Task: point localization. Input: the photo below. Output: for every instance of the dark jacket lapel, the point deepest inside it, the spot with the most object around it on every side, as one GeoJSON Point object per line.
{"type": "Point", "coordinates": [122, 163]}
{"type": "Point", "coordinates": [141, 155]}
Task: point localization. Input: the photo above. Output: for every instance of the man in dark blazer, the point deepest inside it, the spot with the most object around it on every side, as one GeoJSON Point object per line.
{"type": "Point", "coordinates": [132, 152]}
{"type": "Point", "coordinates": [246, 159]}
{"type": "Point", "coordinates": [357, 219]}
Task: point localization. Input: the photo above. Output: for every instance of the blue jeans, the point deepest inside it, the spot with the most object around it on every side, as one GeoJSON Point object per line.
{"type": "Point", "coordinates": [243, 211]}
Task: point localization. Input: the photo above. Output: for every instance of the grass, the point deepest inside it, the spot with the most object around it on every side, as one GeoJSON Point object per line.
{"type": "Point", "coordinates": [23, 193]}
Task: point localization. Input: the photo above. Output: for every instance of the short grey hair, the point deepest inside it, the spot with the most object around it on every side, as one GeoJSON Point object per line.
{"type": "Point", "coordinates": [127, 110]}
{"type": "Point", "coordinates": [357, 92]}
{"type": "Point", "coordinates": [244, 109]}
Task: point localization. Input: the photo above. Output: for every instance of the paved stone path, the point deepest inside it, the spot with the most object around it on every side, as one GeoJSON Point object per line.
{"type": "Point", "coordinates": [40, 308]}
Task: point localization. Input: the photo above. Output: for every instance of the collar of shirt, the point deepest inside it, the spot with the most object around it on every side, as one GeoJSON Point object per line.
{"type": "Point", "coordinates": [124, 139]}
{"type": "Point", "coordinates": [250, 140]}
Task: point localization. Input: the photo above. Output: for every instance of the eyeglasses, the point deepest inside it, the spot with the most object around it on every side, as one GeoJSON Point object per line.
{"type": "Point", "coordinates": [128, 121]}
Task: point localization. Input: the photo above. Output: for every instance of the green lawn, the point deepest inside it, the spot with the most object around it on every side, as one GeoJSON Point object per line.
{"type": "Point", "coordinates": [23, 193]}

» **Stated problem**
Write out again, unchanged, the part of the data above that starts at the line containing "the eyeglasses, the" and runs to the end of the data, with both ends included.

» **Output of the task**
Task: point localization. Input: the photo above. Output: for every instance of the eyeglasses, the point deepest inside it, the spot with the most object around it on every side, as one GeoJSON Point object per line.
{"type": "Point", "coordinates": [128, 121]}
Task: point localization. Input: the photo above. Output: for every instance of the green lawn, the point deepest inside it, the spot with the most object around it on every side, as one GeoJSON Point object per line.
{"type": "Point", "coordinates": [23, 193]}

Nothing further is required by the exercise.